The question launched an ongoing investigation into migration and what it means for the Fuzhounese. “We tend to think of migration as a smooth flow from point A to point B,” says Chu, who spent nearly a year living and teaching English in Fuzhou between 2001 and 2002. “You don’t think about all the logistics, infrastructure, and complications between exit and entry.” Even when a relative could secure documentation, families split between shores often would wait years to be reunited, a delay that has grown even longer after the attacks of September 11, 2001.

Since the mid-1980s, she says, departing for the United States has “become almost an expected rite of passage” for Fuzhou’s working-age adults, particularly men. “There are no men here, only women and children,” locals would tell Chu. “There’s nothing to do here”—no work—they insisted, a statement that left her puzzled when she noticed men working all around her, commonly in agriculture, fishing, construction, military, or factory jobs. When questioned, these males rushed to explain away their presence: “Oh, no, I’m still a child,” or “Oh, I’m already old,” they would say. Others fell into different categories: disabled or cursed with bad luck.

Tasks>
a) Summarize the Fuzhou migration excerpt in two sentences.
b) Carry on the Fuzhou migration excerpt after its last sentence.
The records have no part in any of this.

Information supplied>
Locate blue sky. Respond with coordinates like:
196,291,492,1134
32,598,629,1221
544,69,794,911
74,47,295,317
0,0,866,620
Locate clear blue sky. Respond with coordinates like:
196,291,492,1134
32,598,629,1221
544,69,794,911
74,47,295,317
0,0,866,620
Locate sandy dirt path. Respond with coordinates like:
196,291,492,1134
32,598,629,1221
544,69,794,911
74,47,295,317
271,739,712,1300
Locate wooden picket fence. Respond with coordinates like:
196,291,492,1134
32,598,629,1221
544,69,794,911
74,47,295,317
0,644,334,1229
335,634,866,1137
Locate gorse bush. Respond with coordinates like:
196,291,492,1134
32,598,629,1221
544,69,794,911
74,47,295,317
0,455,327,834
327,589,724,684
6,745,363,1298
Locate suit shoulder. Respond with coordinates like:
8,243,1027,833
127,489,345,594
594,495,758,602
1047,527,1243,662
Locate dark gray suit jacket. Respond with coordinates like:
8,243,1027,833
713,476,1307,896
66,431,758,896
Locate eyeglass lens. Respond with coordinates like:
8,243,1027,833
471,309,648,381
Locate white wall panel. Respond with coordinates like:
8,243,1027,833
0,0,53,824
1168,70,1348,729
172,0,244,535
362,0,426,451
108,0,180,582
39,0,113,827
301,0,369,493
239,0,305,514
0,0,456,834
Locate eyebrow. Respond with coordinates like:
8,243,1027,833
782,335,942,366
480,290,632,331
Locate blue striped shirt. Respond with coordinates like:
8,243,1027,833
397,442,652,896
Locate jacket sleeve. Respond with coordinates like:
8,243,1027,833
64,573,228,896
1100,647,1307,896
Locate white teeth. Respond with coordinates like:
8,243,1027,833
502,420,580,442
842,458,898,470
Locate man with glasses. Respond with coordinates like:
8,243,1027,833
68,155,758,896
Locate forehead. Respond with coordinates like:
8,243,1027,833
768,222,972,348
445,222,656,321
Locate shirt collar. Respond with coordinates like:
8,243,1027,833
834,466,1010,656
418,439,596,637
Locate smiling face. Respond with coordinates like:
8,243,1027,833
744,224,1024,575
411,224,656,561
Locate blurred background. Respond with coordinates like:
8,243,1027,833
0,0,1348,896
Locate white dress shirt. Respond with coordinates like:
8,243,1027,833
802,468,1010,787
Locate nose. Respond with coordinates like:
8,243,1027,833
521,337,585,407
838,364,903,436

Answers below>
a) Chu, who lived and taught English in Fuzhou in 2001 and 2002, argues that migration is not a smooth flow from one place to another, noting that families split between shores often waited years to reunite, a delay that grew longer after September 11, 2001. Since the mid-1980s, leaving for the United States has become an almost expected rite of passage for working-age adults there, especially men, so the men Chu saw working explained away their presence by saying they were too young, too old, disabled, or unlucky.

b)
“It’s more the aspiration of leaving that’s necessary” than immediate success, says Chu. False starts, including deportations, are all part of the learning process. A pattern of Fuzhounese sailors jumping ship at the Port of New York during the 1980s may have given rise to the initial migration waves, but reasons for its persistence are more complex.

The very desire to depart, Chu argues, has come to embody a forward-looking, cosmopolitan ideal that pervades village life. America represents modernity for rural residents who live on the periphery of modern China, close enough to see globalization’s influence, but too far removed to reap its benefits. “The U.S. is embedded in people in this part of China,” she says. Mansions with American-style exteriors—whose interiors lack basic plumbing—pepper the rural landscape. Local slang includes words like “waida,” which refers specifically to a waiter in an American-style Chinese restaurant. Overseas relatives send back remittances in U.S. dollars, funding temple construction and other ritual life.

The transnational connection extends into the cosmological realm. Prayers and offerings for the gods are a critical part of the migration process. Karmic debts from a past life, the Fuzhounese believe, might be responsible for current immigration ills. In Chinese popular religion, atonement for past-life wrongdoing includes bargaining and bribing the gods. A worshipper, Chu writes, might forge an oral contract “to spend a large sum of actual USD on behalf of a particular god in return for that god’s specific intervention in matters ranging from safety in human-smuggling ventures to success in political-asylum applications and new businesses overseas.”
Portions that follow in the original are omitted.